Supplied passage: Begin

🤖 AI Agent Evaluation System

Multi-Agent Evaluation Framework

Welcome to the Agentuity AI Agent Evaluation System! This project provides a comprehensive framework for evaluating AI models using a multi-agent architecture that orchestrates dataset loading, prompt templating, model execution, and result analysis.

🎯 Overview

This evaluation system uses multiple specialized agents to create a robust, scalable framework for testing AI models against ground truth datasets. Each agent has a discrete task and can pass information to others through the Agentuity key-value store.

Supplied passage: End
Provided data: Begin

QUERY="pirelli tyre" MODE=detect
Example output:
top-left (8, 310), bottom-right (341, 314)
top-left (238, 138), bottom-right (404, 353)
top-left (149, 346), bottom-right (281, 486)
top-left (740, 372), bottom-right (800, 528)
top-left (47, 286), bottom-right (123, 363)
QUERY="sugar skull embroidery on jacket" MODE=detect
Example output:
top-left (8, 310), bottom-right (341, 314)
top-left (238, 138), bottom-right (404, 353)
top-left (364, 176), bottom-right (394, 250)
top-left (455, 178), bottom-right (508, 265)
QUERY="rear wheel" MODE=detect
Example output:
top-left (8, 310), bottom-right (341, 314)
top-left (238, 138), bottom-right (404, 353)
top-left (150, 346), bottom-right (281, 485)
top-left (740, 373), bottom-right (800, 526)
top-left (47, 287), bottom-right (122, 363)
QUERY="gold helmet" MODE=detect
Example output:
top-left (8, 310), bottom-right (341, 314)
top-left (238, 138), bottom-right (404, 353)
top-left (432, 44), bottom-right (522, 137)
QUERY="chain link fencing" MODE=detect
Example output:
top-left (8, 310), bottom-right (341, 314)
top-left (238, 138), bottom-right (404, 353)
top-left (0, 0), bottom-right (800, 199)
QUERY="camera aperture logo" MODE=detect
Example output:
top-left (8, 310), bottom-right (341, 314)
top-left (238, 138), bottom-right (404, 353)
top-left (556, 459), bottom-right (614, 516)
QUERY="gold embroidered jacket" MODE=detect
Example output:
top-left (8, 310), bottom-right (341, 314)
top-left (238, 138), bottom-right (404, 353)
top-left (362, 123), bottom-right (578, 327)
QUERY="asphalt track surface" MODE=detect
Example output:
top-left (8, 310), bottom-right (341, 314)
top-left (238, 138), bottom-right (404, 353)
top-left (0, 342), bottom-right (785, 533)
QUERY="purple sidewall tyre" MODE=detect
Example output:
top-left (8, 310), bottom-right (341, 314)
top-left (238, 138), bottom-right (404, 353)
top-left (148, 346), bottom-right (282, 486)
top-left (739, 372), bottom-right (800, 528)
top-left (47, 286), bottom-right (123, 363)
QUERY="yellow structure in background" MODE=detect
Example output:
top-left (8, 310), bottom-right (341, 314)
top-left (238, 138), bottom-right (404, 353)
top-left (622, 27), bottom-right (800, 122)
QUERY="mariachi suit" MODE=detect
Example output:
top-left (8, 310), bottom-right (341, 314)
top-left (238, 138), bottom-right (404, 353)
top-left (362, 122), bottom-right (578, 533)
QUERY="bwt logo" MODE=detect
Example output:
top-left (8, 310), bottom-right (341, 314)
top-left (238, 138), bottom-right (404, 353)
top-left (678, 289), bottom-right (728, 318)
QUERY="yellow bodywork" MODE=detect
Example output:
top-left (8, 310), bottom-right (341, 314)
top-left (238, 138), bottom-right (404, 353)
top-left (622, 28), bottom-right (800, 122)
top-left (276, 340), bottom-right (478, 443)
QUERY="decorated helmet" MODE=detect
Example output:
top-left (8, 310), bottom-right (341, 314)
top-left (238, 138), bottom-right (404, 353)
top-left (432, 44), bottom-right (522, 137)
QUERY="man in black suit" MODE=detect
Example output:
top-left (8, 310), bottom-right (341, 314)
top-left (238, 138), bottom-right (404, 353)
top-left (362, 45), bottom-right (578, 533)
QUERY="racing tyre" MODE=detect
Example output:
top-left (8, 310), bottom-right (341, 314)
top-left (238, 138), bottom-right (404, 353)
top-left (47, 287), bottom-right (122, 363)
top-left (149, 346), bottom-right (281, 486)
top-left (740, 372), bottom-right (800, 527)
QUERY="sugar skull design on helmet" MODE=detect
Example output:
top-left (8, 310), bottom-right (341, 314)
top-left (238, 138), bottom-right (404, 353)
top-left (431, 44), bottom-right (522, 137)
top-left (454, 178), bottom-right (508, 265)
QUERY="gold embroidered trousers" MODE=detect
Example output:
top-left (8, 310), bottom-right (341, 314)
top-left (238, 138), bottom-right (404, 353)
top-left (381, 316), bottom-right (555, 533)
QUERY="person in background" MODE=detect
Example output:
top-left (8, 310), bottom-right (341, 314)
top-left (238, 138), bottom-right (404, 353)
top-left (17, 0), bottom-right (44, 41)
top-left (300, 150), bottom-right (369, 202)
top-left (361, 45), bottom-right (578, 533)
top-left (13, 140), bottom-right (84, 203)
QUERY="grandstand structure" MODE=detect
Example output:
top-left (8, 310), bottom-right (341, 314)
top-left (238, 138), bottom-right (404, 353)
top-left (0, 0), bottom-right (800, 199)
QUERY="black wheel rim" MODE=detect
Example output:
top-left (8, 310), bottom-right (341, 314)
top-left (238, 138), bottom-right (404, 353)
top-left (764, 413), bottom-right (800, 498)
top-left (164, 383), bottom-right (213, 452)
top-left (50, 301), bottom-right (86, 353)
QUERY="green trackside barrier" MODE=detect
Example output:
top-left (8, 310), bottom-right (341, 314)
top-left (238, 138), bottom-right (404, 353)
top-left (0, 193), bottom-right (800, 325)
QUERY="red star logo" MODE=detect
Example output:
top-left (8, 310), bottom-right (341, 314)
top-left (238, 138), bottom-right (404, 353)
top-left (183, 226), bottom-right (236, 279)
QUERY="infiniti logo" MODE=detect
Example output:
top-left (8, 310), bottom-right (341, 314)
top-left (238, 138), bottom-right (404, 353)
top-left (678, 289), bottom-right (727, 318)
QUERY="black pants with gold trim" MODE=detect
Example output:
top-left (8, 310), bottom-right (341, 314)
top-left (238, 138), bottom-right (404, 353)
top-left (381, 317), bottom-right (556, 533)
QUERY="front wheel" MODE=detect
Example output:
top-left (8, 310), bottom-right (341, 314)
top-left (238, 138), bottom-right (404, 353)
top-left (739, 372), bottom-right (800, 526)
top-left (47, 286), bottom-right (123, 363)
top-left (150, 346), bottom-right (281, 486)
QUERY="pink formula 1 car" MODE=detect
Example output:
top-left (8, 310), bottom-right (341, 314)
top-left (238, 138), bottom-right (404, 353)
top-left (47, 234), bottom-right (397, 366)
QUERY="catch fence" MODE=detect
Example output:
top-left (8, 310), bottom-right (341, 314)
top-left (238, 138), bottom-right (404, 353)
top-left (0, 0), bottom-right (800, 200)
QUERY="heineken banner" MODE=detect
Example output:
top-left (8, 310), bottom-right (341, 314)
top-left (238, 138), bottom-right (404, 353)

Provided data: End

# [Questions on the material]
1. Answer these questions from the AI Agent Evaluation System page.
(a) Which four activities does the multi-agent architecture orchestrate?
(b) What are AI models tested against?
(c) Through what do the agents pass information to one another?
2. Write out the part of the AI Agent Evaluation System page that opens with the words containing "Multi-Agent Evaluation Framework" and closes with "Agentuity key-value store.".
3. Write what comes next in the AI Agent Evaluation System page, picking up after its last sentence.

# [Answers per task]
1.
(a) Dataset loading, prompt templating, model execution, and result analysis.
(b) Ground truth datasets.
(c) The Agentuity key-value store.

2.
Multi-Agent Evaluation Framework

Welcome to the Agentuity AI Agent Evaluation System! This project provides a comprehensive framework for evaluating AI models using a multi-agent architecture that orchestrates dataset loading, prompt templating, model execution, and result analysis.

🎯 Overview

This evaluation system uses multiple specialized agents to create a robust, scalable framework for testing AI models against ground truth datasets. Each agent has a discrete task and can pass information to others through the Agentuity key-value store.

3.
The system includes a modern React-based web interface that provides:

Results Dashboard: View evaluation summaries, detailed results, and real-time progress
Dataset Management: Upload and manage evaluation datasets
Evaluation Configuration: Set up new evaluations with custom parameters
Settings Management: Configure API endpoints and authentication

System Architecture

┌─────────────────┐    ┌─────────────────┐    ┌─────────────────┐
│  Dataset Loader │───▶│ Template Manager│───▶│ Evaluation      │
│     Agent       │    │     Agent       │    │ Runner Agent    │
└─────────────────┘    └─────────────────┘    └─────────────────┘
                                                        │
                                                        ▼
                       ┌─────────────────┐    ┌─────────────────┐
                       │  LLM as Judge   │◀───│   Claude API    │
                       │     Agent       │    │  (integrated)   │
                       └─────────────────┘    └─────────────────┘
                                                        │
                                                        ▼
                       ┌─────────────────┐    ┌─────────────────┐
                       │  Results API    │───▶│  React Frontend │
                       │     Agent       │    │   (Web UI)      │
                       └─────────────────┘    └─────────────────┘

🏗️ Agent Structure

Core Agents

dataset_loader: Loads and validates ground truth evaluation datasets
template_manager: Handles prompt templates with variable substitution
evaluation_runner: Executes evaluation cases, coordinates model testing, and communicates directly with AI models (Claude, GPT, etc.)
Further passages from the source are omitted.